INFORMATION SUPPLIED
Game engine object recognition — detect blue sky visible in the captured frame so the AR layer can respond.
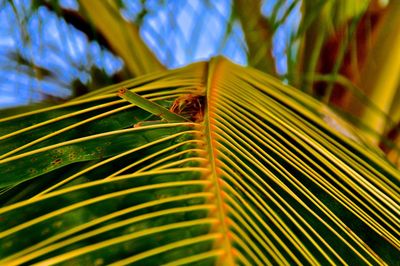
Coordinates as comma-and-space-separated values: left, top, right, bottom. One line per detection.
0, 0, 300, 109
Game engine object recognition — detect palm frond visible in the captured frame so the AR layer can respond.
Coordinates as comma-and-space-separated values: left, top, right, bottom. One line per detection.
0, 57, 399, 265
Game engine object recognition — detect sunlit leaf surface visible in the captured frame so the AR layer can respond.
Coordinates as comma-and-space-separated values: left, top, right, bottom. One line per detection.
0, 58, 399, 265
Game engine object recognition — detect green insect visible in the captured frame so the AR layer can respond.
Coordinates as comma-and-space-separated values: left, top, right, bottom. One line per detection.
118, 87, 189, 126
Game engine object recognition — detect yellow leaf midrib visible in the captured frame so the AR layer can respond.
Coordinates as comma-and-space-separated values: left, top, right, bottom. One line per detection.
202, 57, 235, 265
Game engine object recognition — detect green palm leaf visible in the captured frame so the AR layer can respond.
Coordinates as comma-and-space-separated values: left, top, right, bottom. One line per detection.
0, 57, 399, 265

ASSIGNMENT
Restate every line of the listing exactly. Pictures are not part of the copy.

ANSWER SPACE
Game engine object recognition — detect blue sky visible in the captured frame so the AR layer can respond.
Coordinates as comma-and-space-separated values: left, top, right, bottom. One line per detection.
0, 0, 300, 109
Game engine object recognition — detect palm frond visible in the captured frame so the AR layer can respond.
Coordinates as comma-and-space-separated values: left, top, right, bottom. One line per detection.
0, 57, 399, 265
Game engine object recognition — detect sunlit leaf surface visible in the captured frame so the AR layer can respond.
Coordinates as comma-and-space-separated values: left, top, right, bottom. One line per detection.
0, 58, 399, 265
Game engine object recognition — detect green insect visible in the captured frame so the AR layer can respond.
Coordinates as comma-and-space-separated values: left, top, right, bottom. One line per detection.
118, 87, 189, 126
Game engine object recognition — detect yellow leaf midrib visible in the captured frame so the AR layer can respond.
Coordinates as comma-and-space-separated values: left, top, right, bottom. One line per detection.
202, 57, 235, 265
Game engine object recognition — detect green palm leaf visible in the captured frame so the AR layer can respond.
Coordinates as comma-and-space-separated values: left, top, right, bottom. One line per detection.
0, 57, 399, 265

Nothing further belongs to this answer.